> _Instruções_:
a) Transcreva do texto sobre dignidade e eutanásia tudo desde "Muitos dos que" até "este se afigure.".
b) De acordo com o texto sobre dignidade e eutanásia, onde reside a dignidade, em vez de no acto ou no processo da morte?

> _Texto fornecido_:
.....

4. Dignidade vs. Indignidade

Muitos dos que defendem a eutanásia legalizada põem a questão no patamar da dignidade, da morte digna ou indigna. Mas vale a pena meditar sobre esta dicotomia “digna-indigna”. Ninguém, nenhum ser humano, perde dignidade por estar doente, por ter uma deficiência, por estar incapaz, por estar agonizante. Continua a ser uma pessoa, um semelhante, um próximo, em tudo igual aos demais e, em especial, na sua dignidade enquanto ser humano. Haverá decerto sofrimento que nos parece intolerável, inaceitável e absolutamente injusto, mas ele em nada reduz a dignidade da condição humana. Não há mortes dignas nem indignas, porque a dignidade está na pessoa que morre, não no acto ou no processo da morte, por mais violento ou trágico que este se afigure.

.....

> _Informações_:

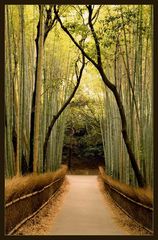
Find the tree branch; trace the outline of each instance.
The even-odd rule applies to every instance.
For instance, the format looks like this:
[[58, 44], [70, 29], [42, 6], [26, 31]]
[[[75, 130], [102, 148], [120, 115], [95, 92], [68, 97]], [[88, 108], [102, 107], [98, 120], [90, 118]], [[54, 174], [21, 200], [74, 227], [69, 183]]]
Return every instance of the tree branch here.
[[69, 98], [67, 99], [67, 101], [60, 108], [58, 113], [53, 116], [52, 121], [51, 121], [51, 123], [50, 123], [50, 125], [48, 127], [48, 130], [47, 130], [47, 133], [46, 133], [46, 137], [45, 137], [45, 141], [44, 141], [44, 144], [43, 144], [43, 171], [45, 171], [45, 167], [46, 167], [45, 165], [46, 165], [47, 146], [48, 146], [48, 140], [49, 140], [51, 131], [52, 131], [53, 126], [56, 123], [57, 119], [60, 117], [62, 112], [66, 109], [66, 107], [69, 105], [69, 103], [71, 102], [72, 98], [74, 97], [74, 95], [75, 95], [75, 93], [76, 93], [76, 91], [77, 91], [77, 89], [78, 89], [78, 87], [80, 85], [84, 67], [85, 67], [85, 56], [82, 54], [82, 66], [80, 68], [79, 75], [78, 74], [76, 75], [77, 83], [76, 83], [76, 85], [74, 87], [74, 90], [71, 93], [71, 95], [69, 96]]

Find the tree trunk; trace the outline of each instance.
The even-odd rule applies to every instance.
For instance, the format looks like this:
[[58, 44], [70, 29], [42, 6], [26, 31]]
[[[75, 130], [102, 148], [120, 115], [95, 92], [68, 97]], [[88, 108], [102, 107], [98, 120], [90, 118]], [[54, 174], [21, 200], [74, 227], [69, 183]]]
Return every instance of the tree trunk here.
[[37, 59], [37, 82], [35, 97], [35, 122], [34, 122], [34, 149], [33, 149], [33, 172], [37, 172], [38, 161], [38, 139], [39, 139], [39, 119], [40, 119], [40, 100], [41, 100], [41, 82], [42, 82], [42, 64], [43, 64], [43, 43], [44, 43], [44, 7], [40, 6], [39, 20], [39, 41], [38, 41], [38, 59]]
[[97, 68], [97, 70], [99, 71], [100, 76], [102, 78], [102, 81], [112, 91], [112, 93], [115, 97], [118, 109], [119, 109], [119, 113], [120, 113], [120, 117], [121, 117], [121, 123], [122, 123], [122, 136], [123, 136], [126, 148], [127, 148], [127, 152], [129, 154], [131, 165], [133, 167], [135, 176], [137, 178], [138, 185], [140, 187], [145, 187], [146, 186], [145, 179], [143, 178], [143, 176], [140, 172], [140, 169], [138, 167], [134, 152], [133, 152], [132, 147], [131, 147], [131, 143], [129, 141], [129, 137], [128, 137], [128, 133], [127, 133], [126, 116], [125, 116], [125, 111], [124, 111], [124, 107], [123, 107], [120, 95], [119, 95], [119, 93], [116, 89], [116, 86], [108, 80], [107, 76], [104, 73], [103, 67], [102, 67], [100, 45], [99, 45], [99, 41], [98, 41], [96, 32], [95, 32], [93, 24], [92, 24], [92, 13], [93, 13], [92, 6], [88, 5], [87, 9], [88, 9], [88, 12], [89, 12], [88, 23], [89, 23], [89, 27], [91, 29], [91, 34], [93, 36], [93, 39], [94, 39], [94, 42], [95, 42], [95, 47], [96, 47], [97, 62], [94, 59], [92, 59], [84, 51], [84, 49], [76, 42], [76, 40], [74, 39], [72, 34], [69, 32], [69, 30], [63, 25], [59, 15], [58, 15], [58, 11], [56, 9], [56, 6], [54, 6], [54, 13], [57, 17], [57, 20], [60, 23], [61, 28], [64, 30], [64, 32], [66, 32], [66, 34], [70, 37], [70, 39], [73, 41], [73, 43], [79, 48], [79, 50], [82, 52], [82, 54]]

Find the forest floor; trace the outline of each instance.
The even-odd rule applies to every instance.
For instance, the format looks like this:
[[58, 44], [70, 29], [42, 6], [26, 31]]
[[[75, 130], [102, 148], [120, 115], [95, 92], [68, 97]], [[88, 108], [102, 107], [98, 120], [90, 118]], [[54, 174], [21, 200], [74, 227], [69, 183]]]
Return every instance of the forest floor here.
[[[46, 205], [34, 218], [27, 221], [25, 223], [25, 225], [23, 225], [14, 235], [27, 235], [28, 236], [28, 235], [55, 235], [55, 234], [58, 234], [57, 232], [55, 233], [54, 228], [55, 228], [58, 220], [60, 221], [60, 226], [61, 226], [60, 216], [63, 219], [62, 212], [63, 212], [63, 209], [65, 208], [64, 207], [66, 204], [65, 202], [68, 198], [72, 197], [72, 194], [71, 194], [72, 193], [72, 189], [71, 189], [72, 188], [72, 181], [71, 181], [72, 177], [77, 177], [77, 176], [66, 177], [66, 180], [65, 180], [64, 184], [62, 185], [61, 190], [60, 190], [59, 194], [57, 195], [57, 197], [55, 199], [50, 200], [48, 205]], [[78, 177], [84, 177], [84, 176], [78, 176]], [[87, 178], [88, 176], [85, 176], [85, 177]], [[94, 180], [93, 185], [95, 185], [95, 187], [98, 189], [98, 196], [101, 198], [99, 201], [102, 201], [102, 203], [104, 204], [104, 206], [105, 206], [104, 210], [108, 211], [108, 214], [109, 214], [108, 217], [110, 216], [111, 222], [113, 222], [113, 224], [115, 226], [116, 231], [114, 231], [112, 234], [115, 234], [115, 235], [116, 234], [119, 235], [119, 233], [121, 235], [148, 235], [149, 234], [143, 228], [139, 227], [135, 222], [133, 222], [128, 216], [126, 216], [118, 207], [116, 207], [116, 205], [113, 203], [113, 201], [111, 200], [109, 195], [104, 192], [103, 184], [99, 177], [98, 178], [97, 178], [97, 176], [90, 176], [90, 177], [93, 179], [96, 179], [96, 180]], [[75, 188], [76, 188], [76, 186], [75, 186]], [[75, 191], [77, 193], [78, 188]], [[87, 190], [85, 189], [84, 195], [85, 195], [86, 191]], [[100, 194], [99, 194], [99, 192], [100, 192]], [[84, 197], [84, 195], [82, 195], [82, 196]], [[69, 197], [69, 196], [71, 196], [71, 197]], [[73, 193], [73, 196], [74, 196], [74, 193]], [[93, 196], [93, 199], [94, 199], [94, 196]], [[92, 199], [92, 202], [93, 202], [93, 199]], [[78, 213], [82, 212], [86, 216], [86, 211], [81, 211], [84, 209], [81, 209], [80, 200], [78, 199], [78, 203], [77, 203], [78, 204]], [[85, 201], [85, 199], [84, 199], [84, 201]], [[70, 206], [72, 206], [72, 204], [73, 203], [71, 203]], [[83, 202], [82, 202], [82, 204], [83, 204]], [[91, 204], [91, 206], [92, 206], [92, 204]], [[93, 211], [93, 213], [95, 214], [95, 216], [97, 216], [95, 211]], [[93, 213], [91, 213], [91, 214], [93, 215]], [[70, 212], [67, 217], [70, 217], [71, 215], [72, 215], [72, 212]], [[109, 218], [108, 218], [108, 222], [109, 222]], [[75, 221], [75, 223], [76, 223], [76, 221]], [[93, 235], [93, 232], [89, 229], [89, 233], [90, 232], [91, 232], [91, 234], [88, 234], [88, 235]], [[84, 232], [82, 232], [82, 234], [84, 235]], [[64, 232], [63, 232], [63, 235], [64, 235]], [[96, 233], [96, 235], [98, 235], [98, 234]], [[106, 234], [104, 233], [104, 235], [106, 235]], [[109, 233], [109, 235], [111, 235], [111, 234]]]

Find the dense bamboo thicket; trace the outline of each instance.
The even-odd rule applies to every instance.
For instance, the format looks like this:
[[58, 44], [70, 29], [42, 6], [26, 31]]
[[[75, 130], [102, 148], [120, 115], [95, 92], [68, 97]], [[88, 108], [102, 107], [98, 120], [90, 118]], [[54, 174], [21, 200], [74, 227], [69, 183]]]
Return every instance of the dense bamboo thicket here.
[[151, 5], [6, 5], [6, 177], [67, 148], [153, 186], [152, 39]]
[[[109, 22], [111, 16], [111, 24], [119, 29], [119, 35], [114, 35], [117, 39], [113, 56], [110, 57], [111, 51], [105, 53], [105, 66], [122, 97], [128, 133], [140, 170], [147, 182], [153, 185], [152, 8], [116, 7], [109, 9], [105, 21]], [[101, 127], [108, 174], [135, 185], [135, 175], [127, 161], [128, 154], [120, 134], [119, 112], [107, 89], [104, 89]]]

.....

> _Respostas_:
a)
Muitos dos que defendem a eutanásia legalizada põem a questão no patamar da dignidade, da morte digna ou indigna. Mas vale a pena meditar sobre esta dicotomia “digna-indigna”. Ninguém, nenhum ser humano, perde dignidade por estar doente, por ter uma deficiência, por estar incapaz, por estar agonizante. Continua a ser uma pessoa, um semelhante, um próximo, em tudo igual aos demais e, em especial, na sua dignidade enquanto ser humano. Haverá decerto sofrimento que nos parece intolerável, inaceitável e absolutamente injusto, mas ele em nada reduz a dignidade da condição humana. Não há mortes dignas nem indignas, porque a dignidade está na pessoa que morre, não no acto ou no processo da morte, por mais violento ou trágico que este se afigure.

b) Na pessoa que morre.